Records for processing:

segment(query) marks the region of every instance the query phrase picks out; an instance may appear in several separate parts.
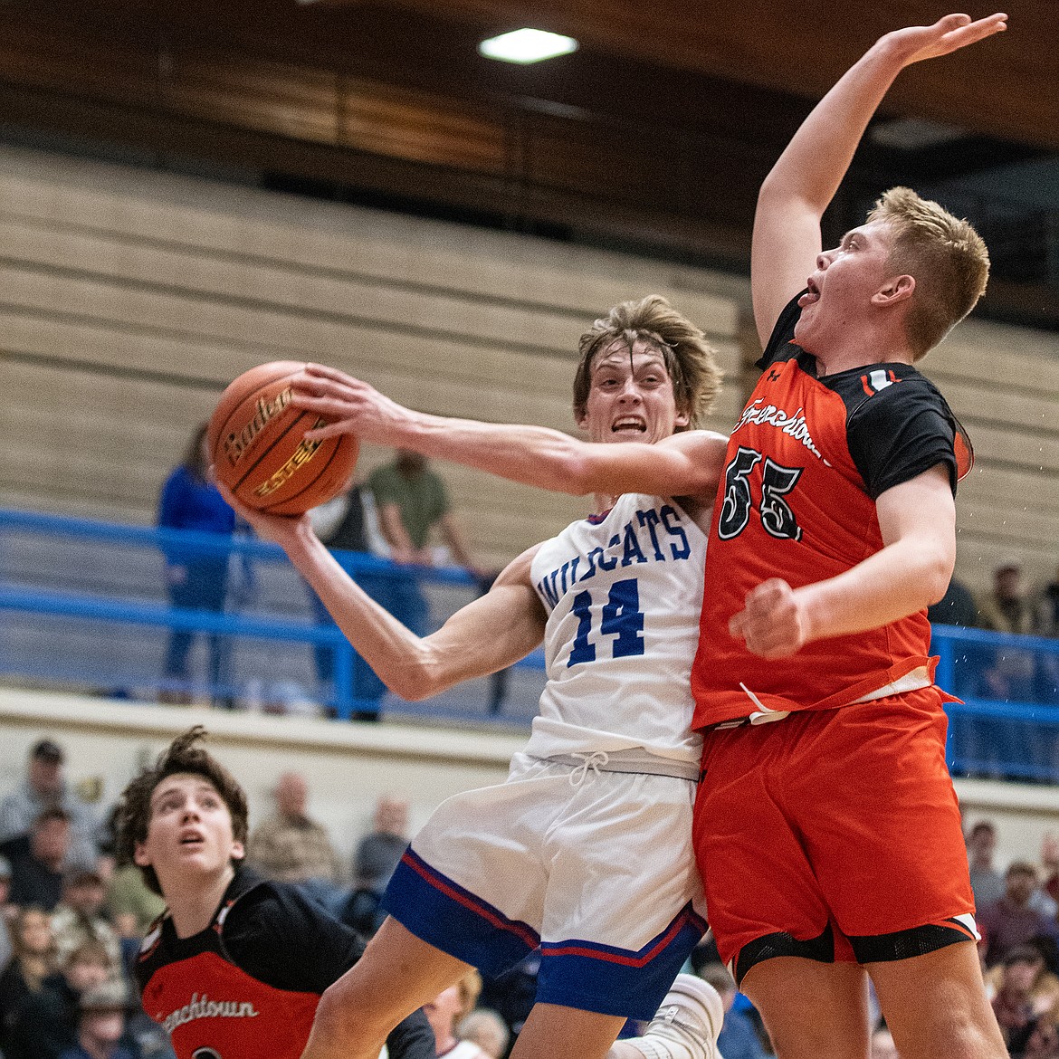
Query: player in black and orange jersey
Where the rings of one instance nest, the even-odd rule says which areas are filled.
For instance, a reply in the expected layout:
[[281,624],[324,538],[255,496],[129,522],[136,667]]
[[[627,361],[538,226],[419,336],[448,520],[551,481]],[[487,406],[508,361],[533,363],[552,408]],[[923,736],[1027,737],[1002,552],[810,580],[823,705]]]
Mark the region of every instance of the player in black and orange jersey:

Given problem:
Write out the rows above exactly as they appear, with every line included and the pictures left out.

Correct response:
segment(query) marks the region of every instance the query phrase picks out; an instance may appear in several separate parts.
Query: player in black and orange jersey
Where the rings of one instance nest, the even-odd rule says which areas are filled.
For instance, a reply in the expected layout:
[[281,624],[324,538],[255,496],[129,522],[136,667]]
[[[627,361],[538,226],[419,336],[448,520],[551,481]],[[487,406],[508,361],[533,363],[552,408]],[[923,736],[1027,737],[1002,552],[810,580],[823,705]]]
Mark the region of every instance of the player in black and orange jersey:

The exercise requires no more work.